■ **Study material**

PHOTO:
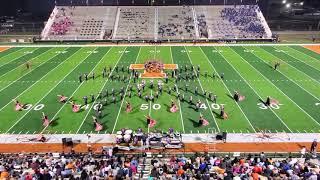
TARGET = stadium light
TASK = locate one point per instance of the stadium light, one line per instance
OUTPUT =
(288, 5)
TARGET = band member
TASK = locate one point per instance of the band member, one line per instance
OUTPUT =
(169, 90)
(175, 87)
(92, 98)
(150, 122)
(62, 98)
(75, 107)
(223, 114)
(146, 98)
(128, 107)
(160, 89)
(198, 105)
(41, 138)
(28, 65)
(104, 74)
(270, 101)
(174, 107)
(190, 100)
(96, 124)
(80, 78)
(85, 100)
(113, 99)
(151, 84)
(214, 99)
(204, 93)
(203, 121)
(112, 92)
(17, 105)
(93, 75)
(45, 120)
(222, 76)
(236, 96)
(276, 65)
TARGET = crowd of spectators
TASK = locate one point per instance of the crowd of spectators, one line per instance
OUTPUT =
(252, 167)
(62, 22)
(108, 166)
(177, 24)
(245, 18)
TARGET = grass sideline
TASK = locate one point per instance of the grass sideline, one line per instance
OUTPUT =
(247, 68)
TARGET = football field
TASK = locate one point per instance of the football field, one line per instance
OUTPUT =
(248, 69)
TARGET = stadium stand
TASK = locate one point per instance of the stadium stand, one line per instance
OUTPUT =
(74, 23)
(176, 23)
(135, 23)
(197, 166)
(156, 23)
(232, 22)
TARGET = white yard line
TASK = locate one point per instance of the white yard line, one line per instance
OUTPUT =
(255, 90)
(299, 59)
(291, 79)
(46, 94)
(20, 56)
(36, 81)
(125, 93)
(32, 63)
(76, 88)
(279, 89)
(100, 90)
(298, 69)
(30, 70)
(302, 53)
(293, 67)
(181, 117)
(211, 111)
(163, 44)
(150, 104)
(228, 90)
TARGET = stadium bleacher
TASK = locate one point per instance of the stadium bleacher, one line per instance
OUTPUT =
(74, 23)
(156, 23)
(135, 23)
(197, 166)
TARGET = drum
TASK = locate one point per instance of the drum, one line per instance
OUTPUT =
(119, 138)
(127, 138)
(128, 131)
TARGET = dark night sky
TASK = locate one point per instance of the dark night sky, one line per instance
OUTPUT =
(44, 7)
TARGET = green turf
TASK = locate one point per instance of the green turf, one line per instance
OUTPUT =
(247, 69)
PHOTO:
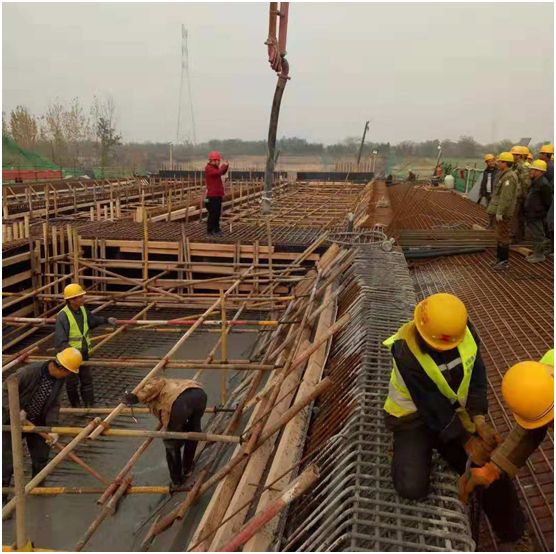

■ **Required action**
Only the lines above from the one with "TASK = locate one point per instance of the grass" up to and including the one with "TARGET = stadium stand" should be repeated, exactly as written.

■ **Exercise solution**
TASK = locate one point per instance of the grass sideline, one line per instance
OUTPUT =
(247, 68)
TARGET = football field
TASK = locate one point per instance of the football field, one line per instance
OUTPUT =
(248, 69)
TARGET = stadium stand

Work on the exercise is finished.